*Exercise objective:*
Rewrite the lines from the one containing "Mark every instance of the advertising" through the one containing "x=97, y=374", renaming "face mask" to "cloth mask" and leaving all else unchanged.

*Material for this task:*
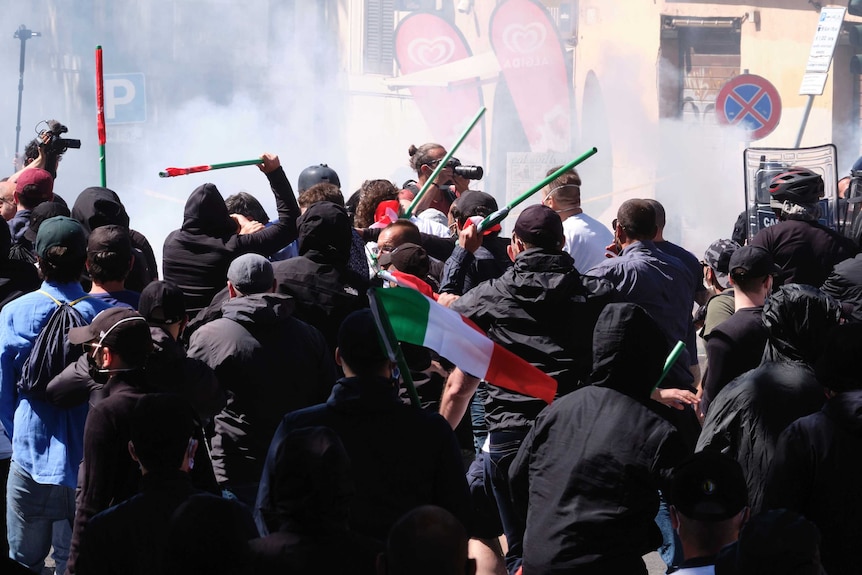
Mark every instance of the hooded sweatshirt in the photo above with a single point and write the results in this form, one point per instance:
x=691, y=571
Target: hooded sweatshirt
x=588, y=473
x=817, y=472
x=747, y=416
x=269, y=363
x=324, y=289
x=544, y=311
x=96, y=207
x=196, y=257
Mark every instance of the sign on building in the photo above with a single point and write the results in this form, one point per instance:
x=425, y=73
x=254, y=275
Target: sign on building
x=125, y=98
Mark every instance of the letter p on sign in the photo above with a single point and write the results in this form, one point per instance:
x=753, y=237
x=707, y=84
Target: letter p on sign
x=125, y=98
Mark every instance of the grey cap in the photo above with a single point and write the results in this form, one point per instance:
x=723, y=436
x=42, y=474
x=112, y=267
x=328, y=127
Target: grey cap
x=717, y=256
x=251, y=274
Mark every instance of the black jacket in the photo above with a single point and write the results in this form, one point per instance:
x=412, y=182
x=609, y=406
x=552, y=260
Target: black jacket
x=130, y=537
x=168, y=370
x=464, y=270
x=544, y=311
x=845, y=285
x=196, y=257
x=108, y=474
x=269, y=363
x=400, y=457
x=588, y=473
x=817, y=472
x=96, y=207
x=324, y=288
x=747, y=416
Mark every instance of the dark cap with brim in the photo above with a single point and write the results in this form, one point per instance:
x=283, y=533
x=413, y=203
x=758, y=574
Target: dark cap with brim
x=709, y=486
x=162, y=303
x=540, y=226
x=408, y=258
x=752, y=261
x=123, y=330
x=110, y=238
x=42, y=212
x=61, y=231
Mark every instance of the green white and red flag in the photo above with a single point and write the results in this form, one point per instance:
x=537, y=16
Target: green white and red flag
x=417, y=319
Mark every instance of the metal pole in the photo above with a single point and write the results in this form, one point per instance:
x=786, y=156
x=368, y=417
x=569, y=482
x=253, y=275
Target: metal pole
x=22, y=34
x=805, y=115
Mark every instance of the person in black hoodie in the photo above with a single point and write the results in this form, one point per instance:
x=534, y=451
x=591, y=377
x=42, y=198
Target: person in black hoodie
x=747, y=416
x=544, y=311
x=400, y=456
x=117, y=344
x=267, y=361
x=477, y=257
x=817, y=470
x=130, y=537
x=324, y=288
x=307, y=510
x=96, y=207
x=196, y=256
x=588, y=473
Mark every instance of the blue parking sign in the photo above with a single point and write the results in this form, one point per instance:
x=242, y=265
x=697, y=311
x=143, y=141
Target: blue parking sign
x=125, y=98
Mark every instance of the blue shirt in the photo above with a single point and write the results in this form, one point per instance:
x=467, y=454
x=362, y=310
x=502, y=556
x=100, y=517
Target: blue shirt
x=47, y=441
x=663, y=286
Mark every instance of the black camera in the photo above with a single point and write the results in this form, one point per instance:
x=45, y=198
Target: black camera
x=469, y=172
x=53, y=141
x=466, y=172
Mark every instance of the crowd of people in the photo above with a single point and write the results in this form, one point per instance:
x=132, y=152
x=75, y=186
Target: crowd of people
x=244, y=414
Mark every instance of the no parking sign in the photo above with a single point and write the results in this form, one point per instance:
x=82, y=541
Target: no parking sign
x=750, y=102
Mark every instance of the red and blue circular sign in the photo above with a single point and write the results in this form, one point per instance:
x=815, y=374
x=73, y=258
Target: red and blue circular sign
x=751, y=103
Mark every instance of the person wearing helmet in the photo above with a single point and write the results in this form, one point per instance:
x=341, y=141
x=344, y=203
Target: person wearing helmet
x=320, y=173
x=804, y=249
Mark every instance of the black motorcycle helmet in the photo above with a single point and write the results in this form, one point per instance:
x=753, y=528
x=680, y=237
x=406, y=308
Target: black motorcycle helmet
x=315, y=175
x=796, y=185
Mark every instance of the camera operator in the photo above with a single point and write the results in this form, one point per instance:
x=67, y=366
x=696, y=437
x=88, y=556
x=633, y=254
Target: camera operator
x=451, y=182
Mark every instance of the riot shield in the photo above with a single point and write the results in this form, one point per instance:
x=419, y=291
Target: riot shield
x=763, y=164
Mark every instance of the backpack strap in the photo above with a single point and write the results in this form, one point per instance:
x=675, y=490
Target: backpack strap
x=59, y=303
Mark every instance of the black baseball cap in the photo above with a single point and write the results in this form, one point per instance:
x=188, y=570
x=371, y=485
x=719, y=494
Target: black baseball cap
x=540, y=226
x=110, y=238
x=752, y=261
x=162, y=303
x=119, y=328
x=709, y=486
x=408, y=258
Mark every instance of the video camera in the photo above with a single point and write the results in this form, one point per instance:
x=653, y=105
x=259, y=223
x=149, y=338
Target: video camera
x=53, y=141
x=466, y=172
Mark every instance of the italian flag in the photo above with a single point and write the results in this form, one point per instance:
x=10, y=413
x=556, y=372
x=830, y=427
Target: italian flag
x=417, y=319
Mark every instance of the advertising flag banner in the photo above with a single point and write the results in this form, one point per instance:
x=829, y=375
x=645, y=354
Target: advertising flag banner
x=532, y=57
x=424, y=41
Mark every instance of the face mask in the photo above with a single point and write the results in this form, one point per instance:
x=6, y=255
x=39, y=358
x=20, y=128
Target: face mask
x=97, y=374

* * *

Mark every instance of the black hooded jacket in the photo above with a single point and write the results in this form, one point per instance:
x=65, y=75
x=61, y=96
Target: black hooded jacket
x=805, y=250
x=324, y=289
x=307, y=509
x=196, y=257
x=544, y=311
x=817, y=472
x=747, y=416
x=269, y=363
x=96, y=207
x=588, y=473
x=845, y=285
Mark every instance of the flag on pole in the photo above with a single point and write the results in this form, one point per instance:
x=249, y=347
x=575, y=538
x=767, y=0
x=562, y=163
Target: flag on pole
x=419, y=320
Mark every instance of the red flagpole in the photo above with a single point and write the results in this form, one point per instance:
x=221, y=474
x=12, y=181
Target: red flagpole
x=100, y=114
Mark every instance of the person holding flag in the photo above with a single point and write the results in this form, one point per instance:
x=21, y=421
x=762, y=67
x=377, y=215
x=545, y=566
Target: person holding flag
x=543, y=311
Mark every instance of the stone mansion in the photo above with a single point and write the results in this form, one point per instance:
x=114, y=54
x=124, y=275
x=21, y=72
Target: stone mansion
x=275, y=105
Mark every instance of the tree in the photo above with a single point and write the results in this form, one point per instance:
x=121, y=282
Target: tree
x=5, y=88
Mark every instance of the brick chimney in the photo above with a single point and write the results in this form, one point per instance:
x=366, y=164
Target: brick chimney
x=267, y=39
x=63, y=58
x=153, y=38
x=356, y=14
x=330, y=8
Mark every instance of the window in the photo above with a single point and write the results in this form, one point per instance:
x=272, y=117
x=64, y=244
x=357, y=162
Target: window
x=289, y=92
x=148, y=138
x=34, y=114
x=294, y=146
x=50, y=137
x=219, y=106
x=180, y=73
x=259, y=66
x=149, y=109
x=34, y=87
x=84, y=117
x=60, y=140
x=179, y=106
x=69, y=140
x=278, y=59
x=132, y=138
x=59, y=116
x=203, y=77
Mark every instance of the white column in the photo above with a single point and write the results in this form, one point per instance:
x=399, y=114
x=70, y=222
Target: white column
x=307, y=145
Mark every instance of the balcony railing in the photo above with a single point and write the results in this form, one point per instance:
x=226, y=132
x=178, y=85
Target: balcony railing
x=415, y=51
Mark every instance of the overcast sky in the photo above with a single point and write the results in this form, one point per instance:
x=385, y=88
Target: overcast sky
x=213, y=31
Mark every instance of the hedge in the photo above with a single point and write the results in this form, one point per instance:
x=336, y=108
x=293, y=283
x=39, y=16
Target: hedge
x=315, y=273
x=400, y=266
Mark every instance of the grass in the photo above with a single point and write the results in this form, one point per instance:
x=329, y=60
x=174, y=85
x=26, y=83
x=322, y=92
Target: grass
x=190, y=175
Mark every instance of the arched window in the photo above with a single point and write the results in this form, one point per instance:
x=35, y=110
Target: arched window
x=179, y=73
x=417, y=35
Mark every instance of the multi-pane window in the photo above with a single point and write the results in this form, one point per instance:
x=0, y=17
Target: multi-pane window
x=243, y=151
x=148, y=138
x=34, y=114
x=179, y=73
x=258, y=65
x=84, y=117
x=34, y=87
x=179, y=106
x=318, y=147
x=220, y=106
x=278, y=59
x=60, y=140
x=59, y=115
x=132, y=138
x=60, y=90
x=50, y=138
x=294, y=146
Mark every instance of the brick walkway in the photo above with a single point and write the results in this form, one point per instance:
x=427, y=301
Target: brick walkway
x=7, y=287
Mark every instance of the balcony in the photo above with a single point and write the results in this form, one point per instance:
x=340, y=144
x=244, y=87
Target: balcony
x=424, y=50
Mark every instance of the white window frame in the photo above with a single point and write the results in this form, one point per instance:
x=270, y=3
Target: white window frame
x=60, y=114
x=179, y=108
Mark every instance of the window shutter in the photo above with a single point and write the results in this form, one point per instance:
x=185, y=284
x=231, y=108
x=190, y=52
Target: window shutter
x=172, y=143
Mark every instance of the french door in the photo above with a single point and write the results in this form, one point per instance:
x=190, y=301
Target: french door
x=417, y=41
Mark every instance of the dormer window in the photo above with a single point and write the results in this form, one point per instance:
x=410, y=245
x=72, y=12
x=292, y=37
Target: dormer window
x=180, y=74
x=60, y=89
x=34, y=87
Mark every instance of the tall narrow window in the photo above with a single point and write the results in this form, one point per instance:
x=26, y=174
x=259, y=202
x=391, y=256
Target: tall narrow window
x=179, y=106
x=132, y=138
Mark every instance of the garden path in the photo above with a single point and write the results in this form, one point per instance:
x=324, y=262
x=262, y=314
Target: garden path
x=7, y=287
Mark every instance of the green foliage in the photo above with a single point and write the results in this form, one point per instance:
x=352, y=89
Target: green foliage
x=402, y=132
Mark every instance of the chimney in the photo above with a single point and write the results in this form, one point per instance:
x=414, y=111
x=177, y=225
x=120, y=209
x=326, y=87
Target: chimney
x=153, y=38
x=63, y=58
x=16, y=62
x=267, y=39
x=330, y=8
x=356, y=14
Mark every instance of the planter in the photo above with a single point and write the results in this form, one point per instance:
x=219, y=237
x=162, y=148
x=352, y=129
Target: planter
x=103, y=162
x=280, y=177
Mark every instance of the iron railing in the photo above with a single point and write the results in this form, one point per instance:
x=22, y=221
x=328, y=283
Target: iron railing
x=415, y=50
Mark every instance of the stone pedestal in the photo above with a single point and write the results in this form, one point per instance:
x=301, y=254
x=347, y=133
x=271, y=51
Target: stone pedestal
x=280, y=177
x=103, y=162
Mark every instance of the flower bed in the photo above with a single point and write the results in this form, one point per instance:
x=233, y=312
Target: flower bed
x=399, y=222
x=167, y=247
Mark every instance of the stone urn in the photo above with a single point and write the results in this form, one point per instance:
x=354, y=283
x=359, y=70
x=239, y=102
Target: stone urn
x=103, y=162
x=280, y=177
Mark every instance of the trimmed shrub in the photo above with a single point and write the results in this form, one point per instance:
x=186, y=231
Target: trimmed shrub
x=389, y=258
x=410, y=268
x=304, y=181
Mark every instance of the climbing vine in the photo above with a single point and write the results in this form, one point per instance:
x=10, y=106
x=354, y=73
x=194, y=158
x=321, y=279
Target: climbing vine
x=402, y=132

==

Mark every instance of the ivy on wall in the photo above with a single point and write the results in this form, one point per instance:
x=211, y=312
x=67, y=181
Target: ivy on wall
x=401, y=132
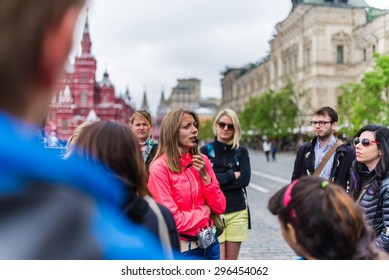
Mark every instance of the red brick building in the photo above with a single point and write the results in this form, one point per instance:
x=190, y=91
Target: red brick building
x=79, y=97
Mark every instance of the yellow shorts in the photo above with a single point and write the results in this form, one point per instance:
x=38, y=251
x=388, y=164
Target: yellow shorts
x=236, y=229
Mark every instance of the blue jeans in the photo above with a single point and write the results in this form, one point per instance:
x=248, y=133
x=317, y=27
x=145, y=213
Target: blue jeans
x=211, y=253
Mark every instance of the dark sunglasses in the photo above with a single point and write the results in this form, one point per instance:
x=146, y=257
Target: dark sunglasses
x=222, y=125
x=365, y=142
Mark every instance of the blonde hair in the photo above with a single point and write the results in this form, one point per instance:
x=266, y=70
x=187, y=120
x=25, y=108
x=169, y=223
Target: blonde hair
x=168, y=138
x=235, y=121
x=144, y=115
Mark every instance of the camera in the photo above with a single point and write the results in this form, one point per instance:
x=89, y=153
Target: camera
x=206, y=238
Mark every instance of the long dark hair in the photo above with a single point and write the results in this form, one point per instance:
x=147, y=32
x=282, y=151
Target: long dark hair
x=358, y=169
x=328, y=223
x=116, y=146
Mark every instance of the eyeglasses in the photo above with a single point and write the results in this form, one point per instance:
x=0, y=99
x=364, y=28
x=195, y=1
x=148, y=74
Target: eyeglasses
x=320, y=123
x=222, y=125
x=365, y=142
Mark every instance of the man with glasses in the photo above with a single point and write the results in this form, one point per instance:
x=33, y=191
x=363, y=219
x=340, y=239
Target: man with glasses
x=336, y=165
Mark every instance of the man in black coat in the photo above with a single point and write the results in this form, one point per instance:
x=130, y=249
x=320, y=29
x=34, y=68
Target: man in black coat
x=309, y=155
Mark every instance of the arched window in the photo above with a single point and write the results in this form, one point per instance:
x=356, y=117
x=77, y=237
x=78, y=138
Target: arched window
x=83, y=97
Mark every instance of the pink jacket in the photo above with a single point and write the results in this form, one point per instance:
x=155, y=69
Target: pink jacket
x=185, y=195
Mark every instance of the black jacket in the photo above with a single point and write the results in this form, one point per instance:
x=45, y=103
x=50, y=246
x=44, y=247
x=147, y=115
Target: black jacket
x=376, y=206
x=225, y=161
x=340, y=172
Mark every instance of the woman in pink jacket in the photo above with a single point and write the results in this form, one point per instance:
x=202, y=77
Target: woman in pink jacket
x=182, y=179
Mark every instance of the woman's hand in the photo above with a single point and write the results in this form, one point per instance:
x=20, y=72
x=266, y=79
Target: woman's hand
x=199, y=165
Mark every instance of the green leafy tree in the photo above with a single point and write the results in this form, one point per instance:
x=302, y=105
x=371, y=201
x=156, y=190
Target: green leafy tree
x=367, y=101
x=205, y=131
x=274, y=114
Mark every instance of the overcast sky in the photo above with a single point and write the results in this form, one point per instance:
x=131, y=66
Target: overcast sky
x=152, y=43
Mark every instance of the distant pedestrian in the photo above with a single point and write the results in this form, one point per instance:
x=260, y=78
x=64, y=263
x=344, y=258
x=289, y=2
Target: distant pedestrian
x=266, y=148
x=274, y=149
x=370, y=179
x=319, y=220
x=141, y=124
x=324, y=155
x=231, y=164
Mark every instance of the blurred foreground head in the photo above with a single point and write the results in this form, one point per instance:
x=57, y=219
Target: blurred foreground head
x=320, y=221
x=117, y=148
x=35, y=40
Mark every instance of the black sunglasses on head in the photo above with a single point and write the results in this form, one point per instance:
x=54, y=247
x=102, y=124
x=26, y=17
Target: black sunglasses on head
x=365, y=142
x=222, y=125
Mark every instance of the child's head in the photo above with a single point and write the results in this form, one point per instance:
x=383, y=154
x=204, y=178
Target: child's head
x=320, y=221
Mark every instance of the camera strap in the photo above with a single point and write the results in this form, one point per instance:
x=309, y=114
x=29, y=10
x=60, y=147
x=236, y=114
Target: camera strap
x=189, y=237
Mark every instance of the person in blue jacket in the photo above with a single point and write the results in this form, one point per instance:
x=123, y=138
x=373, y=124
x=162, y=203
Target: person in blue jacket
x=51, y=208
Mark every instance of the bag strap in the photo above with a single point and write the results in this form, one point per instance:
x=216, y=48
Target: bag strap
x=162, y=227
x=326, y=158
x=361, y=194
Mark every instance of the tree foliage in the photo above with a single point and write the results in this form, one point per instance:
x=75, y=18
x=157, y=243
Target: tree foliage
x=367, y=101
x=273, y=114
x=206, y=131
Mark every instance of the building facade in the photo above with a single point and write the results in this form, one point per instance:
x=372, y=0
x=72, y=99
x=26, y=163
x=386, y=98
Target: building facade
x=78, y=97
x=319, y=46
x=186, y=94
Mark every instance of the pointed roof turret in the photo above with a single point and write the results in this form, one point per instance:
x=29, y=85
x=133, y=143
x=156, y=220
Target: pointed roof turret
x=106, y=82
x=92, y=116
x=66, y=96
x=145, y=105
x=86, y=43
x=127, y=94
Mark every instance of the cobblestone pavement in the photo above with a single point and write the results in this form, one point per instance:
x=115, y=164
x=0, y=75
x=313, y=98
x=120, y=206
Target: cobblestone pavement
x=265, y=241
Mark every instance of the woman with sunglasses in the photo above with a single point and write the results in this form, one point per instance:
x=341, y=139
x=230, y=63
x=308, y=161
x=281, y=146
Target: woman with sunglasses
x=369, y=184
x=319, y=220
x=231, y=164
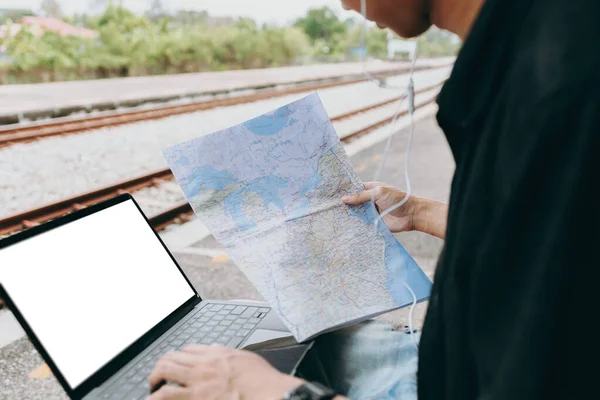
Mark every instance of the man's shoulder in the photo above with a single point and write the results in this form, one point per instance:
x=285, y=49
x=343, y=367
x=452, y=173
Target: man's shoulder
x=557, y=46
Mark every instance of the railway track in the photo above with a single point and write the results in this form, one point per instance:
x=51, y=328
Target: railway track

*Complete output:*
Mark every instance of the advertising flag banner in the photo above with a single point and write the results in this form, one point per instance:
x=829, y=375
x=645, y=354
Target: advertising flag banner
x=532, y=57
x=424, y=41
Mark every instance of the cloth mask in the photo above with a single point and write the results in this form, one point per instance:
x=6, y=255
x=39, y=358
x=20, y=128
Target: cloth mask
x=97, y=374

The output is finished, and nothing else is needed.